Sedangkan aliran Syafi’i hanya menggunakan satu kaidah asasi dalam membahas niat, yaitu :
الامور بمقاصدها
“Segala urusan tergantung pada tujuannya”.
Niat yang terkandung dalam hati sanubari sesorang sewaktu melakukan amal perbuatan menjadi kriteria yang menentukan nilai dan status amal yang dilakukannya.
1. Sumber Pengambilannya.
Yang menjadi dasar qaidah ini adalah :
a. Firman Allah SWT :
ومن يرد ثواب الدنيا نؤته منها ومن يرد ثواب الاخرة نؤته منها وسنجزى الشاكرين. ( ال عمران : 145 ).
“Barangsiapa menghendaki pahala dunia Kami berikan pahala itu dan barangsiapa menghendaki pahala akhirat Kami berikannya pahala itu. Dan Kami akan memberikan balasan kepada orang-orang yang bersyukur. (QS. Ali Imran : 145).

> **Daftar Data**:
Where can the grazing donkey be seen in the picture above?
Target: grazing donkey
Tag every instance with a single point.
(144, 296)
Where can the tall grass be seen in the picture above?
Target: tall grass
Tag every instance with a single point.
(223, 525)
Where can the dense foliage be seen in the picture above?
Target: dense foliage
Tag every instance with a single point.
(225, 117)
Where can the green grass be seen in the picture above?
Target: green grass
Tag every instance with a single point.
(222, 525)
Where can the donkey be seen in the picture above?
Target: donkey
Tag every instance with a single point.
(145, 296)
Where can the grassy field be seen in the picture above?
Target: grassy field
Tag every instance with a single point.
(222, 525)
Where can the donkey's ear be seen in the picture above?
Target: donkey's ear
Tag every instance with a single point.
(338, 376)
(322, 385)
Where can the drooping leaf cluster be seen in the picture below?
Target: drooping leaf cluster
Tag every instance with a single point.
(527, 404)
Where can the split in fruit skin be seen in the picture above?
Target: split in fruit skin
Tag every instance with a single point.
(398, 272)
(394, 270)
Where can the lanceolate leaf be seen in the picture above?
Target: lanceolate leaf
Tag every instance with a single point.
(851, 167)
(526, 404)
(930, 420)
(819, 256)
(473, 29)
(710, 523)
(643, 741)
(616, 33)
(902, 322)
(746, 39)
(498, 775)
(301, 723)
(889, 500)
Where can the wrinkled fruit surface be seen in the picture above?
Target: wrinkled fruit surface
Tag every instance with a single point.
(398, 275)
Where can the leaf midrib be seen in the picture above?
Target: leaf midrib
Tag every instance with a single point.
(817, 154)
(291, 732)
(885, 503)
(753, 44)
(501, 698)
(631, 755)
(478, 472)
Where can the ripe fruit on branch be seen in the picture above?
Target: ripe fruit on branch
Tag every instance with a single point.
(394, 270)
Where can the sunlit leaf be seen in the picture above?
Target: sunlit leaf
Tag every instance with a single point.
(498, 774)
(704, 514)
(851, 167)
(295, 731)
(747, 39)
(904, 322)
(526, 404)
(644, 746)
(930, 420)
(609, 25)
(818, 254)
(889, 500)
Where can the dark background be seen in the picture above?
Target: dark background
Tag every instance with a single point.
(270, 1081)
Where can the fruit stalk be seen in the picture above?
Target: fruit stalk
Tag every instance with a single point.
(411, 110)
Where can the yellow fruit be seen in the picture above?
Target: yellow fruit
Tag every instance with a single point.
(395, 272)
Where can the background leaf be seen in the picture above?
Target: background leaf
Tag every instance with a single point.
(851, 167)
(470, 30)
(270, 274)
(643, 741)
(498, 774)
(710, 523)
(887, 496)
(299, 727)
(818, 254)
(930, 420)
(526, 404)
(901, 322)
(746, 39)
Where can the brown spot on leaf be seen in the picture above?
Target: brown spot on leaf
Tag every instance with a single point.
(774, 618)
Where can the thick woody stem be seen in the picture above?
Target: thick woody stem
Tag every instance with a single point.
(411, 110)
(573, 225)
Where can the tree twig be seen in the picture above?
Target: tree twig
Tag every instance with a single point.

> **Daftar Tugas**:
1. Dari terjemahan ayat Ali Imran 145 dalam teks tentang niat, sebutkan semua yang akan diberikan beserta siapa yang menerimanya.
2. Tuliskan ulang persis bagian teks tentang niat yang dibuka dengan kata-kata yang memuat "Sedangkan aliran Syafi’i" dan ditutup dengan "1. Sumber Pengambilannya.".

> **Pembahasan Jawaban**:
1.
- Pahala dunia, untuk yang menghendaki pahala dunia
- Pahala akhirat, untuk yang menghendaki pahala akhirat
- Balasan, untuk orang-orang yang bersyukur

2.
Sedangkan aliran Syafi’i hanya menggunakan satu kaidah asasi dalam membahas niat, yaitu :
الامور بمقاصدها
“Segala urusan tergantung pada tujuannya”.
Niat yang terkandung dalam hati sanubari sesorang sewaktu melakukan amal perbuatan menjadi kriteria yang menentukan nilai dan status amal yang dilakukannya.
1. Sumber Pengambilannya.